DATA SUPPLIED:
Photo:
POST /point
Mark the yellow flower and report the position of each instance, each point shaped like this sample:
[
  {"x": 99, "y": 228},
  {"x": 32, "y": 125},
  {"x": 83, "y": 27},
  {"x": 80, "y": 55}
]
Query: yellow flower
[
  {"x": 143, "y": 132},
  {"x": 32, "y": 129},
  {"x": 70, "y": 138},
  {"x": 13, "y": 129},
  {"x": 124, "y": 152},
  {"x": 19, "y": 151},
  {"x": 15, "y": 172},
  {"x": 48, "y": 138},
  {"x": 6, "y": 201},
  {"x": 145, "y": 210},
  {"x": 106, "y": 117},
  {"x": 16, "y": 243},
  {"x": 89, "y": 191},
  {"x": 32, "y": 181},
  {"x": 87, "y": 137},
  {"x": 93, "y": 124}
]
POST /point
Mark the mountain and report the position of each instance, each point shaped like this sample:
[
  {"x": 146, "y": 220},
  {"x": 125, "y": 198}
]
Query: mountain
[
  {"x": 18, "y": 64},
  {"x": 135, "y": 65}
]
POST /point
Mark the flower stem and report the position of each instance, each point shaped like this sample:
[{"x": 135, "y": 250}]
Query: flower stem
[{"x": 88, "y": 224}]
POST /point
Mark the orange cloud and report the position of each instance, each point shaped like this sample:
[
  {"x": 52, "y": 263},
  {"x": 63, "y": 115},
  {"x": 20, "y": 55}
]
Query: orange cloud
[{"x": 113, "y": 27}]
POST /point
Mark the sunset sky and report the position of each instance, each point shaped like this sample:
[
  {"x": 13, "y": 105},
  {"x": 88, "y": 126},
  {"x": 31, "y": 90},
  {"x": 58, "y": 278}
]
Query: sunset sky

YOUR TASK: Copy out all of the records shown above exactly.

WRITTEN ANSWER:
Photo:
POST /point
Mark the yellow flower and report the position of each instance, each point shaped like this sample:
[
  {"x": 99, "y": 228},
  {"x": 32, "y": 125},
  {"x": 83, "y": 27},
  {"x": 80, "y": 55}
]
Query: yellow flower
[
  {"x": 143, "y": 132},
  {"x": 32, "y": 129},
  {"x": 70, "y": 138},
  {"x": 13, "y": 129},
  {"x": 124, "y": 152},
  {"x": 19, "y": 151},
  {"x": 15, "y": 172},
  {"x": 48, "y": 138},
  {"x": 6, "y": 201},
  {"x": 145, "y": 210},
  {"x": 106, "y": 117},
  {"x": 16, "y": 243},
  {"x": 89, "y": 191},
  {"x": 32, "y": 181},
  {"x": 87, "y": 137},
  {"x": 93, "y": 124}
]
POST /point
Mark the mountain and report the position of each instance, each point shaped like this sample:
[
  {"x": 146, "y": 220},
  {"x": 125, "y": 198}
]
Query: mountain
[
  {"x": 18, "y": 64},
  {"x": 135, "y": 65}
]
POST /point
Mark the flower stem and report the position of each instance, each point shaped like this sample:
[{"x": 135, "y": 250}]
Query: flower stem
[{"x": 88, "y": 224}]
POST /point
Mark the orange cloud and report the position of each instance, each point shaped like this sample:
[
  {"x": 52, "y": 263},
  {"x": 63, "y": 115},
  {"x": 20, "y": 55}
]
Query: orange cloud
[{"x": 113, "y": 27}]
POST /point
Mark the sunset sky and report the position of each instance, each point shaped like this sample:
[
  {"x": 13, "y": 105},
  {"x": 88, "y": 126},
  {"x": 31, "y": 90},
  {"x": 58, "y": 278}
]
Query: sunset sky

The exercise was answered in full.